Coordinate labeling data:
★ ★ ★
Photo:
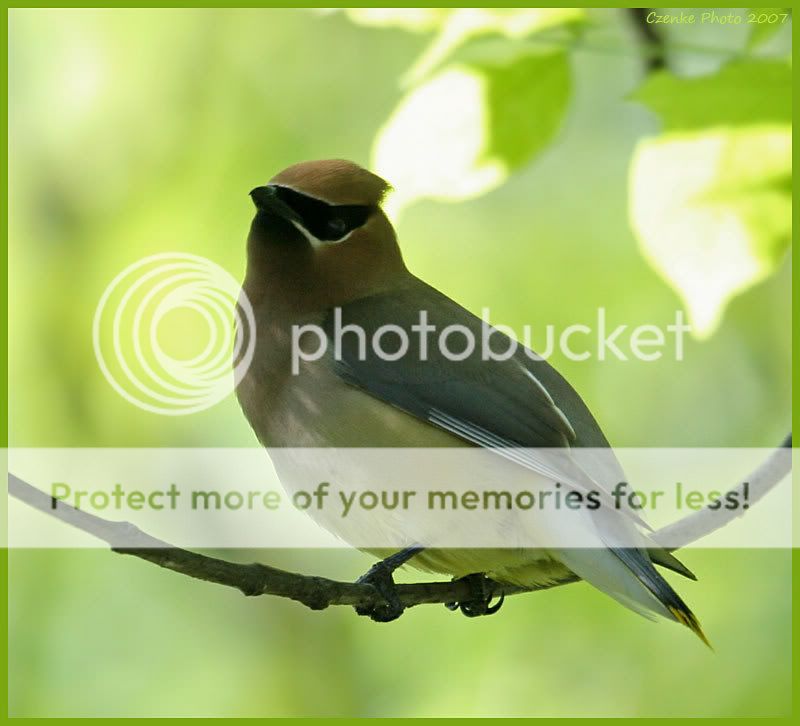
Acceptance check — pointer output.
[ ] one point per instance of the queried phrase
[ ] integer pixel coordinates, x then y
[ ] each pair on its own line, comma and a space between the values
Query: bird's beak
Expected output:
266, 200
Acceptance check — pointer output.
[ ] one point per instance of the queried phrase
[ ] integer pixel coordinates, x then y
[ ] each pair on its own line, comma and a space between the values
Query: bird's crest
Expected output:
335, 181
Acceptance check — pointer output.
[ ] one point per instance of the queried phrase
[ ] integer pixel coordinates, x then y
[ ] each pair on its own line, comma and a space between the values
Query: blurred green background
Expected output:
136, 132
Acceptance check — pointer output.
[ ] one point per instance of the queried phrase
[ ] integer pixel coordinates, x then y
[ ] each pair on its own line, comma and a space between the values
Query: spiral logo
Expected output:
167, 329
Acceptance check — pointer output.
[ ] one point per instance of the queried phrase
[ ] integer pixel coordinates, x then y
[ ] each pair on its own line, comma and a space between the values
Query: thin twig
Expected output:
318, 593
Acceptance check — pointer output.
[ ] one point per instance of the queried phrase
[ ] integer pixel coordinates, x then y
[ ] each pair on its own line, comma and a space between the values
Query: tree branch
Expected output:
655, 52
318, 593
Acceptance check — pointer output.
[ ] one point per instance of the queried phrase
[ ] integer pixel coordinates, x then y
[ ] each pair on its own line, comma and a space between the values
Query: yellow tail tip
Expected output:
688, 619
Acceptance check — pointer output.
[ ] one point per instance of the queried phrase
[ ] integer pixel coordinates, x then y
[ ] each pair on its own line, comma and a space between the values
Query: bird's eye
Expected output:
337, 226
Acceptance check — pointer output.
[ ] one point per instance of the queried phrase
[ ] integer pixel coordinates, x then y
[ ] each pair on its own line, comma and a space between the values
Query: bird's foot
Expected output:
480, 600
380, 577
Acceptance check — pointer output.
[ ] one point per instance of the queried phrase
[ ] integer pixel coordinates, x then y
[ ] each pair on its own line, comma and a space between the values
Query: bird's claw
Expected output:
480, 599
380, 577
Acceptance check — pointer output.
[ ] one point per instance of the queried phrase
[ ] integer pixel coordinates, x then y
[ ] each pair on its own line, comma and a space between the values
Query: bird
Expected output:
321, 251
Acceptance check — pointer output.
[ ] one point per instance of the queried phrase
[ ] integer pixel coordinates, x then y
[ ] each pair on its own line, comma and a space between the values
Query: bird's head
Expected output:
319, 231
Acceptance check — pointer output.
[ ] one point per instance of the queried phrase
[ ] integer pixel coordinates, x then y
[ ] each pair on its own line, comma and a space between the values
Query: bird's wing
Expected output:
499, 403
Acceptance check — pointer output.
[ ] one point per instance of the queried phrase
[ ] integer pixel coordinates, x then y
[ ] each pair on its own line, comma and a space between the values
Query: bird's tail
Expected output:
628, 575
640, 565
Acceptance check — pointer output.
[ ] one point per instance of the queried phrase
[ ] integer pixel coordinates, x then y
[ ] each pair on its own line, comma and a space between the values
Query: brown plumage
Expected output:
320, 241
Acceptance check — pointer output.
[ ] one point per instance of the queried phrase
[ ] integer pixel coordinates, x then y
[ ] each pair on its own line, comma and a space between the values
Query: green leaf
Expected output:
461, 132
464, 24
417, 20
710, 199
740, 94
★ ★ ★
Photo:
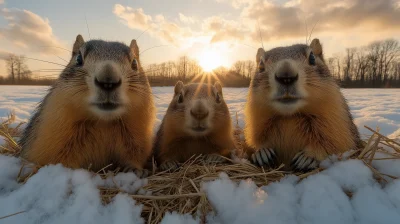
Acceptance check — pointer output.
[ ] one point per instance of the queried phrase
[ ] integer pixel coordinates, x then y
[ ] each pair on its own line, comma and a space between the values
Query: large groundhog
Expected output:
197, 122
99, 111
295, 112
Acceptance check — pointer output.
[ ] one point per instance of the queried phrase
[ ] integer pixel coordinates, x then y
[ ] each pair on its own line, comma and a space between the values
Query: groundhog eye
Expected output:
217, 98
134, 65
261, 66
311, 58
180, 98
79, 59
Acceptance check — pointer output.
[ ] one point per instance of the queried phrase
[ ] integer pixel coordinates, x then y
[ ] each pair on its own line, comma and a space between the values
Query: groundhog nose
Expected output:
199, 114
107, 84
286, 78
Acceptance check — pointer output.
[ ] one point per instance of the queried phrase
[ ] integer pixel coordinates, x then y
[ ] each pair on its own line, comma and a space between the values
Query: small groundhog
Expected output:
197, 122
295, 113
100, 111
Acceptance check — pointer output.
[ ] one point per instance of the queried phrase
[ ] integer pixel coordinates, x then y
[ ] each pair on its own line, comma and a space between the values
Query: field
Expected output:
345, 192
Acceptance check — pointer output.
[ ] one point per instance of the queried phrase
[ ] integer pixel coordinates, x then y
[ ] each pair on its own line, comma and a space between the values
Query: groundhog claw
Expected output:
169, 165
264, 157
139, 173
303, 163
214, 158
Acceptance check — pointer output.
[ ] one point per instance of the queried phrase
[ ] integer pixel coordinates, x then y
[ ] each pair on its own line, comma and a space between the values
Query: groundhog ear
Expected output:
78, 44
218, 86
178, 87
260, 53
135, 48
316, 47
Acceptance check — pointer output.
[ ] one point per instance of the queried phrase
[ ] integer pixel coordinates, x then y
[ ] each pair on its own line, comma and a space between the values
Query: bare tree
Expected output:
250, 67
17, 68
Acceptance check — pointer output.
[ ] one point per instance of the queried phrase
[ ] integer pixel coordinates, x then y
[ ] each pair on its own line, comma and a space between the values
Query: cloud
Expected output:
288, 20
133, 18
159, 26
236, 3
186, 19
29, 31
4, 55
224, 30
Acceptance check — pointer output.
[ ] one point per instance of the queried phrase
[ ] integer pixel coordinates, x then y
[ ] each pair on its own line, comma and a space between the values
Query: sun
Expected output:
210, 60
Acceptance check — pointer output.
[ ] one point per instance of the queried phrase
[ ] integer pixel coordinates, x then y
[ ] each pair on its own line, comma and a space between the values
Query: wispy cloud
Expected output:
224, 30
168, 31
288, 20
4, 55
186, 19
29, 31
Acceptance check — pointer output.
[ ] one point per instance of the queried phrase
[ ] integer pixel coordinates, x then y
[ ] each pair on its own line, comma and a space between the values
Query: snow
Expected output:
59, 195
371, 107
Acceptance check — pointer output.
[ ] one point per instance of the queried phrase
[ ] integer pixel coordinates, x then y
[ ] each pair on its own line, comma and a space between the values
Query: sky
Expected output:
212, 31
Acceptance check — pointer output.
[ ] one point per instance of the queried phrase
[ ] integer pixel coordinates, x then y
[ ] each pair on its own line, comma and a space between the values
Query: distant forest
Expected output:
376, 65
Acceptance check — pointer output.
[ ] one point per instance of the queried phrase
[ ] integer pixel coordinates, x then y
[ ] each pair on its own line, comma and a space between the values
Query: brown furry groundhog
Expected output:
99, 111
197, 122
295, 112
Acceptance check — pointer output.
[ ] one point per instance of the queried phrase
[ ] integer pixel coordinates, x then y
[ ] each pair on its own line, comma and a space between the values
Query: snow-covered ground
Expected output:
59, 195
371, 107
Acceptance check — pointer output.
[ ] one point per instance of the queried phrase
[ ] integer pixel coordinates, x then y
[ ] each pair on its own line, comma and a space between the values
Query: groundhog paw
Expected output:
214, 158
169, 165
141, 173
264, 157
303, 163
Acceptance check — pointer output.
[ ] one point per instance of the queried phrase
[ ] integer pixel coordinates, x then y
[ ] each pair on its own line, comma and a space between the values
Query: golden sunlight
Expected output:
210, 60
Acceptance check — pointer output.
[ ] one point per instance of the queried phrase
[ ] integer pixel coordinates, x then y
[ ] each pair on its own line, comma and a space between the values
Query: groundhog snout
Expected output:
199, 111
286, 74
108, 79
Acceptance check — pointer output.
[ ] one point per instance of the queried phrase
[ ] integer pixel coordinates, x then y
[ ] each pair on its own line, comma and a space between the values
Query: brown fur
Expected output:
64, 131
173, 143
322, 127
★ ★ ★
» **GOAL**
Which of the lines above contain the word "claw"? Locate each one and copy it in full.

» **CORRECT RESPONSE**
Query: bird's claw
Query: groundhog claw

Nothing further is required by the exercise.